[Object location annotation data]

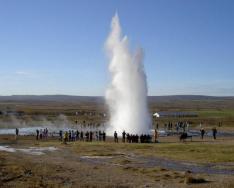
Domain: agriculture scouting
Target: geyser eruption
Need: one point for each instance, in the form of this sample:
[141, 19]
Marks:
[127, 94]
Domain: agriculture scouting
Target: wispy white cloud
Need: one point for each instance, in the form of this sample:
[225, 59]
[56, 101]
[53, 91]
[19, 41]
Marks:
[23, 73]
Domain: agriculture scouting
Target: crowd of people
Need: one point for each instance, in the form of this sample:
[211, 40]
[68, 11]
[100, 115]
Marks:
[88, 136]
[133, 138]
[42, 134]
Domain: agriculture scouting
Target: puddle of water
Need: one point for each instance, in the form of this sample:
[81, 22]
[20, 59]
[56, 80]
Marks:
[30, 150]
[96, 157]
[7, 149]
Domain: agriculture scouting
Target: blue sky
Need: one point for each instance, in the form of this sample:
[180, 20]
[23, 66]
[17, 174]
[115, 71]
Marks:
[57, 47]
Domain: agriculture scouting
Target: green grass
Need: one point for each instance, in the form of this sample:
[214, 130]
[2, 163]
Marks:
[216, 113]
[192, 152]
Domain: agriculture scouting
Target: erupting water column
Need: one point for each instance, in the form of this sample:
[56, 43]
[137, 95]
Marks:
[127, 94]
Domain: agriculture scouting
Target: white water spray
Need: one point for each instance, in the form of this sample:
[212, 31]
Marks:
[127, 93]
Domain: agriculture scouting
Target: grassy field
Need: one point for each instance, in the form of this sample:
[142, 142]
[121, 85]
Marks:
[98, 164]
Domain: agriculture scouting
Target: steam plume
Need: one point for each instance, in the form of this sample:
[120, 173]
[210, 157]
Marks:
[127, 93]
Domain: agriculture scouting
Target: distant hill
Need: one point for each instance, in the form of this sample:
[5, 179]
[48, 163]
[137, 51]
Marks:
[100, 99]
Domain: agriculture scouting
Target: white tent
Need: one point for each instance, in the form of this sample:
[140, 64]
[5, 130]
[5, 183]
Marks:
[156, 114]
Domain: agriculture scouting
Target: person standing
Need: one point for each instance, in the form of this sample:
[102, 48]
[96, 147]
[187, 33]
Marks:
[123, 136]
[16, 133]
[214, 131]
[155, 136]
[202, 133]
[115, 136]
[37, 132]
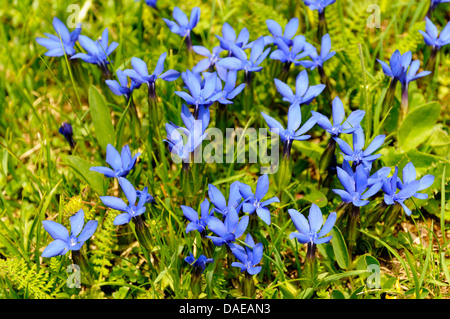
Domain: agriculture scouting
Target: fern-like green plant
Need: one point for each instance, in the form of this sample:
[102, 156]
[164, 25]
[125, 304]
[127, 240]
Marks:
[26, 281]
[104, 243]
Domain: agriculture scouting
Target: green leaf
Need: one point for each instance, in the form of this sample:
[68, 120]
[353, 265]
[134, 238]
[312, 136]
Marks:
[339, 248]
[337, 294]
[81, 168]
[418, 125]
[101, 118]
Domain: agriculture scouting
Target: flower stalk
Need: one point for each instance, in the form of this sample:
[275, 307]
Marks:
[86, 271]
[144, 237]
[248, 285]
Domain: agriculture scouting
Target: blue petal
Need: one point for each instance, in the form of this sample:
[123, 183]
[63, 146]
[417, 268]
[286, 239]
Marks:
[129, 190]
[76, 223]
[55, 248]
[122, 219]
[88, 230]
[56, 230]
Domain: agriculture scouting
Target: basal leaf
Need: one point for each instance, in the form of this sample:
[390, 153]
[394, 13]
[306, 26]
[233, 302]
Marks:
[418, 125]
[81, 168]
[101, 118]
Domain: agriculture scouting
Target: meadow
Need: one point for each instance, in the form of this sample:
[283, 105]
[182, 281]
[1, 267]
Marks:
[224, 149]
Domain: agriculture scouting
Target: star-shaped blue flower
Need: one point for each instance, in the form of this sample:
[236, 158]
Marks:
[277, 31]
[398, 64]
[294, 131]
[63, 242]
[254, 202]
[121, 163]
[228, 38]
[358, 155]
[249, 257]
[433, 38]
[131, 210]
[240, 60]
[229, 230]
[121, 86]
[311, 230]
[304, 94]
[356, 190]
[340, 124]
[319, 59]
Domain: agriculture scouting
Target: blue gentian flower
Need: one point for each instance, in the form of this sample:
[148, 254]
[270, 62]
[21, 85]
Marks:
[196, 223]
[249, 257]
[97, 51]
[340, 124]
[228, 38]
[219, 201]
[141, 193]
[230, 90]
[229, 230]
[253, 202]
[183, 26]
[199, 95]
[131, 210]
[356, 190]
[412, 75]
[293, 131]
[358, 155]
[318, 5]
[398, 64]
[140, 74]
[200, 263]
[409, 176]
[63, 242]
[240, 61]
[319, 59]
[66, 130]
[62, 42]
[432, 37]
[151, 3]
[120, 86]
[435, 3]
[277, 31]
[288, 55]
[391, 196]
[304, 94]
[377, 177]
[121, 163]
[311, 230]
[211, 58]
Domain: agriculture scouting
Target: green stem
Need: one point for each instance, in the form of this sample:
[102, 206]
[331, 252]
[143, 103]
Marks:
[144, 237]
[248, 285]
[352, 231]
[322, 29]
[389, 98]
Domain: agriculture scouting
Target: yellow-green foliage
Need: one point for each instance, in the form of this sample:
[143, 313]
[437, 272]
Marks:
[29, 282]
[104, 241]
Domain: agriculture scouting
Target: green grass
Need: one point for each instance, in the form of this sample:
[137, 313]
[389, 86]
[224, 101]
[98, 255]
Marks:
[41, 180]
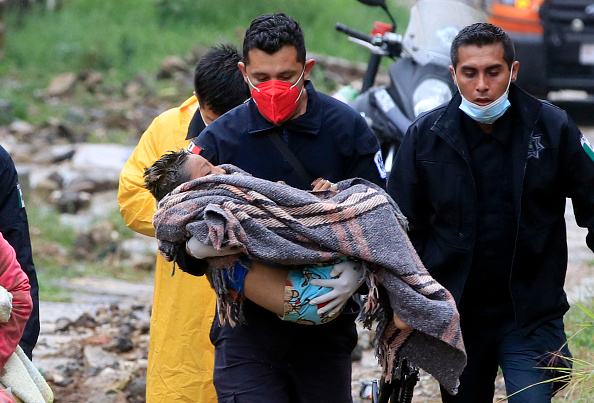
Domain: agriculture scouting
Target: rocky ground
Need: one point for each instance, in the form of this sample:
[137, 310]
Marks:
[95, 349]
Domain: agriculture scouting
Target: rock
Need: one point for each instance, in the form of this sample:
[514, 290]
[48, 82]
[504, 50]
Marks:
[85, 320]
[62, 84]
[70, 201]
[123, 345]
[62, 324]
[20, 127]
[97, 357]
[137, 389]
[101, 156]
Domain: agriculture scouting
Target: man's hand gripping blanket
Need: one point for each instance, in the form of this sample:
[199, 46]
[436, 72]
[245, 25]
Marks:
[276, 223]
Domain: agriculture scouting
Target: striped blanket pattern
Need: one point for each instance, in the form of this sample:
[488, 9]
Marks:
[276, 223]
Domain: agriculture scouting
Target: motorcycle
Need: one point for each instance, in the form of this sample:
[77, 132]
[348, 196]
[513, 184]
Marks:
[420, 78]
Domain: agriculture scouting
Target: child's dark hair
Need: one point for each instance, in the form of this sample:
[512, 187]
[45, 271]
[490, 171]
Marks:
[218, 82]
[167, 173]
[271, 32]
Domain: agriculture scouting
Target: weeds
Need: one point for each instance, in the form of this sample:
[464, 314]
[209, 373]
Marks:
[124, 38]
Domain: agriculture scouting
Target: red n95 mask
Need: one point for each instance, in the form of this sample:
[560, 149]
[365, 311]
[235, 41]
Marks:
[276, 100]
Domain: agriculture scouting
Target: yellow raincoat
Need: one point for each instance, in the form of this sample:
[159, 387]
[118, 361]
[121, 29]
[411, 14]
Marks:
[181, 357]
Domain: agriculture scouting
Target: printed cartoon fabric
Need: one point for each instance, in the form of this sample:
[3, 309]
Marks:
[276, 223]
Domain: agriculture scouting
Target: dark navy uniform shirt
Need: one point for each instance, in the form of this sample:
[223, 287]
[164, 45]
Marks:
[486, 295]
[332, 141]
[15, 228]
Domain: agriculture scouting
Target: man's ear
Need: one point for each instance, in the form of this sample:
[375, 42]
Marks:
[515, 69]
[308, 66]
[453, 72]
[241, 66]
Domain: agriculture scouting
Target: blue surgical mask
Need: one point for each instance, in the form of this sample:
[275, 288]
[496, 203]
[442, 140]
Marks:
[489, 113]
[202, 116]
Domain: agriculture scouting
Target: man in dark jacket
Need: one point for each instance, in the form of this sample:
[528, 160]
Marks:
[483, 181]
[15, 227]
[287, 132]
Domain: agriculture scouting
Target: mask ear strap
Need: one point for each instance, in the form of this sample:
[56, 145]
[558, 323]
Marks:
[297, 82]
[250, 81]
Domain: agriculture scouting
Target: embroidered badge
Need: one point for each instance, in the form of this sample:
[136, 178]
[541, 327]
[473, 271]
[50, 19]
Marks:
[194, 149]
[534, 146]
[379, 163]
[587, 147]
[20, 196]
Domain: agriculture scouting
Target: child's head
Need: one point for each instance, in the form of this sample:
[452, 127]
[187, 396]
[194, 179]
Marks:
[175, 168]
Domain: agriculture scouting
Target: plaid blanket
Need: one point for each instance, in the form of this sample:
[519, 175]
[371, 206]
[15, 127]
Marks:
[275, 223]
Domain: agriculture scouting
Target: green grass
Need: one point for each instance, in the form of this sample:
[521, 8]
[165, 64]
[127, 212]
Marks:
[124, 38]
[55, 257]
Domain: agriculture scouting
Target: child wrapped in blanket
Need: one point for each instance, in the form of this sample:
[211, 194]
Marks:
[275, 224]
[306, 295]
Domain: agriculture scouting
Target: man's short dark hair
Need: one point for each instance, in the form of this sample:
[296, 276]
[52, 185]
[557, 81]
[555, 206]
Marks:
[271, 32]
[167, 173]
[479, 34]
[218, 82]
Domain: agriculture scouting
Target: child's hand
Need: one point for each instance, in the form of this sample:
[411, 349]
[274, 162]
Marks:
[350, 278]
[323, 184]
[197, 249]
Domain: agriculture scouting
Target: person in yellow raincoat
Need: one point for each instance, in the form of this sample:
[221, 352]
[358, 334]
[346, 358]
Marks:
[181, 357]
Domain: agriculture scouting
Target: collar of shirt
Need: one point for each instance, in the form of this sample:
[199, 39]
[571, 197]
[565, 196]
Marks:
[309, 122]
[196, 126]
[502, 131]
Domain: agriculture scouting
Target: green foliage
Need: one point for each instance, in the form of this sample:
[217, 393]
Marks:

▸ WRITTEN REQUEST
Display each line of the records above that contains the string "flower", copied in full. Matching is case-sensitive.

▸ CORRECT RESULT
Target: flower stalk
Target: star-shaped blue flower
Target: blue gentian flower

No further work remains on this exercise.